**WHAT YOU WILL DO:**
Reproduce, word for word, the stretch of the records from the start through the line containing "xmin=621 ymin=94 xmax=713 ymax=208".

==================================================

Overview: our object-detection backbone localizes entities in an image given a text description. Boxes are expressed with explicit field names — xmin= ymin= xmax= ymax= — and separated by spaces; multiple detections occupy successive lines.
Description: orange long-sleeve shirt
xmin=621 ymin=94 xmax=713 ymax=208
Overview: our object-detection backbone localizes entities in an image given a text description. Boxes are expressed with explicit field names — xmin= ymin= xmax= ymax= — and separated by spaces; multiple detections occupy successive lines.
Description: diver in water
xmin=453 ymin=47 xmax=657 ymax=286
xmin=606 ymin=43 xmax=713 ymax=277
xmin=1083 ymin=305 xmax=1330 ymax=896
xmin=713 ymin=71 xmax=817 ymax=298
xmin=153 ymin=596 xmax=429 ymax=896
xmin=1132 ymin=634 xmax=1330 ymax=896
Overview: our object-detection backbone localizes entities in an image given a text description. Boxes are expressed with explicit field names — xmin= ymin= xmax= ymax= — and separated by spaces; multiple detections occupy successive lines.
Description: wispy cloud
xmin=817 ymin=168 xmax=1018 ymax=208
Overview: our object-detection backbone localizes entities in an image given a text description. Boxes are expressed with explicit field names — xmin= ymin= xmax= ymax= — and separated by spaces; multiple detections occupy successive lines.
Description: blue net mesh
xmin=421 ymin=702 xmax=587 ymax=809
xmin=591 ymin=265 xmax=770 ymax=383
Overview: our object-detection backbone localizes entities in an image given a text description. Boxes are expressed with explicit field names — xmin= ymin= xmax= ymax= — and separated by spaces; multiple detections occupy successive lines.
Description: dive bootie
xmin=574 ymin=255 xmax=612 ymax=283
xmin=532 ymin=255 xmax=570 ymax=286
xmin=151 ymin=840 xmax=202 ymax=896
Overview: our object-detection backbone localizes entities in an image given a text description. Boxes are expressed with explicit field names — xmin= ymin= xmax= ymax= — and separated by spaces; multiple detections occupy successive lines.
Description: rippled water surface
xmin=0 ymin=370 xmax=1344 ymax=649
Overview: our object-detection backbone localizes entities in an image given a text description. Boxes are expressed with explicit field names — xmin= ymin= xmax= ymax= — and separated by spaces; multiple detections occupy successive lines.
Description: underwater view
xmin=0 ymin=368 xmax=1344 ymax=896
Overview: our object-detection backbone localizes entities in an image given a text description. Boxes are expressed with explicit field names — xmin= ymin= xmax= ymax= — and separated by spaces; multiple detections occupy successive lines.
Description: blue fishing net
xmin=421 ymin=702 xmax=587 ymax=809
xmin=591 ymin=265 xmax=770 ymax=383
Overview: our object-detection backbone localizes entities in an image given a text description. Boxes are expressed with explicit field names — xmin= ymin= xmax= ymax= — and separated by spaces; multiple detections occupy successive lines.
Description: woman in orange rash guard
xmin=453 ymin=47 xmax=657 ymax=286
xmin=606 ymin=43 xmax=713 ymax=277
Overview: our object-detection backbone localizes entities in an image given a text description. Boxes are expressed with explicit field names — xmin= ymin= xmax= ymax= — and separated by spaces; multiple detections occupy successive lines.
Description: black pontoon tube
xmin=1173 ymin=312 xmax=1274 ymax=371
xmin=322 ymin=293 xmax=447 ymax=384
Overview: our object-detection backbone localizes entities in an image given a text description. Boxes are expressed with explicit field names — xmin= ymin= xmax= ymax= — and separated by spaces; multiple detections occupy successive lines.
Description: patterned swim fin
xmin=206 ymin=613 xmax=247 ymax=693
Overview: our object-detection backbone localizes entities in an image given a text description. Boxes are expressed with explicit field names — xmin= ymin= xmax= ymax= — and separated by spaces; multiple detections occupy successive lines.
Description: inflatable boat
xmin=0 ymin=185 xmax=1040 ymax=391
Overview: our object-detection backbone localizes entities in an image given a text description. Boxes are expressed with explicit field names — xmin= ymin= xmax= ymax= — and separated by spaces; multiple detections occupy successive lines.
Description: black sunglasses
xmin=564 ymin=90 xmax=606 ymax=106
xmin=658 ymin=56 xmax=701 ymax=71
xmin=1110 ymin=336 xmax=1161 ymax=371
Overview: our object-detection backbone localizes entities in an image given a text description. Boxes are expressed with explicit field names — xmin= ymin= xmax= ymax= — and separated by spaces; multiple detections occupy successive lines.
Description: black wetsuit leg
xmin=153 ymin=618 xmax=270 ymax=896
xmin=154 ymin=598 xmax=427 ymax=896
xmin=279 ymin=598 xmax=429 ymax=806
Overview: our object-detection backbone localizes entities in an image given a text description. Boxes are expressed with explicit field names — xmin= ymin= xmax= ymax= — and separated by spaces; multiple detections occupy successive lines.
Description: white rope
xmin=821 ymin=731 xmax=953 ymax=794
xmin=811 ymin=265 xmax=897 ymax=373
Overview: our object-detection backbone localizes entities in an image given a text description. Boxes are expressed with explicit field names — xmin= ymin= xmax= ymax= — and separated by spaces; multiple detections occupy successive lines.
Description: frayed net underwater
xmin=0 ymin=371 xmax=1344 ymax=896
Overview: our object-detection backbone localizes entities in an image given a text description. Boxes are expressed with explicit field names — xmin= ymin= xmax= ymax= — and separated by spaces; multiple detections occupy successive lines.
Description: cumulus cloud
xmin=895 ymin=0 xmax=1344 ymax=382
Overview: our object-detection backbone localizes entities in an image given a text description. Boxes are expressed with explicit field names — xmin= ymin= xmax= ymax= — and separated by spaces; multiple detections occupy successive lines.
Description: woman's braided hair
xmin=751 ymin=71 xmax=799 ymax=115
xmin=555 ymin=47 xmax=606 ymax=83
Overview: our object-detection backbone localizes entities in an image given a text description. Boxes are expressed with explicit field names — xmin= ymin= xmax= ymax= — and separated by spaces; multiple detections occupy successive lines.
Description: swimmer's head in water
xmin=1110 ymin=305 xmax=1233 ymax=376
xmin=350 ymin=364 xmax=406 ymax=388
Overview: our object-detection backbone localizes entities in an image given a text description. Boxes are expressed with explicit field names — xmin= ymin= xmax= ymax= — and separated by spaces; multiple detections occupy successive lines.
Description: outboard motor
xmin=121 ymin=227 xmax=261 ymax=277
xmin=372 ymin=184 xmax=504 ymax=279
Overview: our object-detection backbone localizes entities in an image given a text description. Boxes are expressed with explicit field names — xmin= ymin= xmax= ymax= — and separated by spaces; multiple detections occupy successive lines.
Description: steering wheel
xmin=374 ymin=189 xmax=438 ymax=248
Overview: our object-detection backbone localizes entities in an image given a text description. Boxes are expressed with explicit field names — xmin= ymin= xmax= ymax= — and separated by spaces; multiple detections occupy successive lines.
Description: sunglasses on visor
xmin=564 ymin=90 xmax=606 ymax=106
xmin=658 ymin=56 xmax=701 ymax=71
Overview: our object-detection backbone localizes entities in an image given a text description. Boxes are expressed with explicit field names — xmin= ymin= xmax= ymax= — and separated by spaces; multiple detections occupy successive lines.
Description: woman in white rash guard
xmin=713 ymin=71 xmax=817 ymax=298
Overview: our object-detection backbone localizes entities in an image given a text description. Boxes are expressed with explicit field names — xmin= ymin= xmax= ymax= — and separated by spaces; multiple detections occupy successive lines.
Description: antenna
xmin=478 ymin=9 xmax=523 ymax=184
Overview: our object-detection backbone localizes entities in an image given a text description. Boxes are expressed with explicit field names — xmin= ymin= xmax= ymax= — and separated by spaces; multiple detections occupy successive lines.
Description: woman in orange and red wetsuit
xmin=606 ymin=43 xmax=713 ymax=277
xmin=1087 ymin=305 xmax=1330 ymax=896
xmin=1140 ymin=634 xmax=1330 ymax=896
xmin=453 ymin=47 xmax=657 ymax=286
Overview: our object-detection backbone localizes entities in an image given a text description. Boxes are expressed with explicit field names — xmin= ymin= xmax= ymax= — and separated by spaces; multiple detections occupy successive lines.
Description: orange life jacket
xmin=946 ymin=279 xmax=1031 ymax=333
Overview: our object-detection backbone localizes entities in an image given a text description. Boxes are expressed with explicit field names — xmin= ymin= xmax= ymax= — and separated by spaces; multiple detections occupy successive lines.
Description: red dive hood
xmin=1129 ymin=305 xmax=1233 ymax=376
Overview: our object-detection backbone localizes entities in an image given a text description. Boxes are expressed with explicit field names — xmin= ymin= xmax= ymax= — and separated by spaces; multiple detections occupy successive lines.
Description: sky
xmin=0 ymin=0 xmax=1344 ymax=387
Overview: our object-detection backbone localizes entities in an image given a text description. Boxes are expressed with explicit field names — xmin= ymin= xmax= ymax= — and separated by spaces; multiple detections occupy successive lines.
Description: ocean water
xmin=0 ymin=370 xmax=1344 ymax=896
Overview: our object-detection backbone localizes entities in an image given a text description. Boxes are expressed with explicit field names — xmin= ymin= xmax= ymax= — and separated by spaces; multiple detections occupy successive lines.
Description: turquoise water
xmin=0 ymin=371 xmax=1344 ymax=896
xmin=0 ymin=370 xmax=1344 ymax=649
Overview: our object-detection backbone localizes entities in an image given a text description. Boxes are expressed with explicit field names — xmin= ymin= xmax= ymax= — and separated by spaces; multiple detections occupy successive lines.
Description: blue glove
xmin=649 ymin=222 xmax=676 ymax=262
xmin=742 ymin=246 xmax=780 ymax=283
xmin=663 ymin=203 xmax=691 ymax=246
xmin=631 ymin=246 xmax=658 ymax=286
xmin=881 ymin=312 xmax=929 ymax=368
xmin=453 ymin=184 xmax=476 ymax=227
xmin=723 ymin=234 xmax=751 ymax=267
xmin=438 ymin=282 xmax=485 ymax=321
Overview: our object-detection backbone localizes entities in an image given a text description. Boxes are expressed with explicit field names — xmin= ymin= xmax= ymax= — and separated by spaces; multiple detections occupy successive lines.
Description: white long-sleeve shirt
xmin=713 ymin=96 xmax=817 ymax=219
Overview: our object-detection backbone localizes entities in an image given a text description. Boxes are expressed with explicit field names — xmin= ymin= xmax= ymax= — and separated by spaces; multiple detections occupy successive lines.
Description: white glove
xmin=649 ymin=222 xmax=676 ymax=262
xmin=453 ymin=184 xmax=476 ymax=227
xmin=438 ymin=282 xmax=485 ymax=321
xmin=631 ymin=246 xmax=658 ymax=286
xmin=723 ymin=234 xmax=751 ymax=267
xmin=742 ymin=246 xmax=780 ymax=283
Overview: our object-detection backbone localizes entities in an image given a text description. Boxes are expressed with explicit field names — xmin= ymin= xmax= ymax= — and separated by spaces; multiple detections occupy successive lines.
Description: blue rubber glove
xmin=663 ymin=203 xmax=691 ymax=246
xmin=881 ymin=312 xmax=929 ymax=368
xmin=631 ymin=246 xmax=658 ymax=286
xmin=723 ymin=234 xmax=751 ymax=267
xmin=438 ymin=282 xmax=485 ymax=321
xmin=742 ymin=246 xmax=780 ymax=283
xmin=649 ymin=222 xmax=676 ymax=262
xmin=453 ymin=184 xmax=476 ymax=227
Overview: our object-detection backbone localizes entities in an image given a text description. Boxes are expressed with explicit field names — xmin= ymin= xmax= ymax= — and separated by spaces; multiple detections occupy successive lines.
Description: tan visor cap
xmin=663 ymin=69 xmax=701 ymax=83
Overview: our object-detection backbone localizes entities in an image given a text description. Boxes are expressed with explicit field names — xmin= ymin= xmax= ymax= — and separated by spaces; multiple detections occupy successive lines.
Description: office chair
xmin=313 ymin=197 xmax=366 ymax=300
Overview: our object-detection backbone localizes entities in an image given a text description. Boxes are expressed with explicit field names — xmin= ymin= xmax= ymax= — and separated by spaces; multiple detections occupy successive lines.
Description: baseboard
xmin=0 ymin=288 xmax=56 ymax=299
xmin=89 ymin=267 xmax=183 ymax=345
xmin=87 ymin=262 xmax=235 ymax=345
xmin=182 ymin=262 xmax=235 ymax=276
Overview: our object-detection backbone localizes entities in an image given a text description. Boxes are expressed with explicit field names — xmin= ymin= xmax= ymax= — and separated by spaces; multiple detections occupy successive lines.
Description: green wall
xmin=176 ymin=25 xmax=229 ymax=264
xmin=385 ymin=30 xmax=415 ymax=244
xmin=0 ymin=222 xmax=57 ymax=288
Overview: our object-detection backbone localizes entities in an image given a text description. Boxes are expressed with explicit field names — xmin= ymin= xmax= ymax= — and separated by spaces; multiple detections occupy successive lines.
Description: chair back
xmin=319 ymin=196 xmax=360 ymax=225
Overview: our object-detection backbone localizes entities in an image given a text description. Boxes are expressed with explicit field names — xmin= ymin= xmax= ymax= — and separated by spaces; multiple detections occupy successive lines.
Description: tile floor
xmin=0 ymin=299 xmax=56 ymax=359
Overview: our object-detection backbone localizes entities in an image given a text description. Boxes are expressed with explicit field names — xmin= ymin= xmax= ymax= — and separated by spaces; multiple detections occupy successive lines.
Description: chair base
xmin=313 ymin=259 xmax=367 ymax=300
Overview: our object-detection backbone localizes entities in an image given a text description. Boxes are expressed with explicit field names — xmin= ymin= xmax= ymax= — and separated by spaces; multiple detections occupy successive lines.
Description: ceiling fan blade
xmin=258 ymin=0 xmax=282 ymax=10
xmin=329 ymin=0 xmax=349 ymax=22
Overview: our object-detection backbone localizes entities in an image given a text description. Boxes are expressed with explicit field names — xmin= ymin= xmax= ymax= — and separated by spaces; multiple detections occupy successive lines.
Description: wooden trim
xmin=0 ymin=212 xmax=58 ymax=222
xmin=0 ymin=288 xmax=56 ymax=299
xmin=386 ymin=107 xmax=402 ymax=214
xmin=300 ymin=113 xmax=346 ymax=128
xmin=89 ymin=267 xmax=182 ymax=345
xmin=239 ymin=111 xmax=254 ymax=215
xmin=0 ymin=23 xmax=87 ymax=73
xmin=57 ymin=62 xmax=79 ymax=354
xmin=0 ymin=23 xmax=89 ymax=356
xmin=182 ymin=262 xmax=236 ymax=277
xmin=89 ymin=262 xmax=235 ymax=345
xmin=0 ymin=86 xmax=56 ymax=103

==================================================

**WORKED ANSWER:**
Overview: our object-detection backbone localizes entities in an image given a text description. Boxes are expressed with explicit field names — xmin= ymin= xmax= ymax= — and separated by spaces; multiple detections occupy successive lines.
Description: orange long-sleeve shirt
xmin=621 ymin=94 xmax=713 ymax=208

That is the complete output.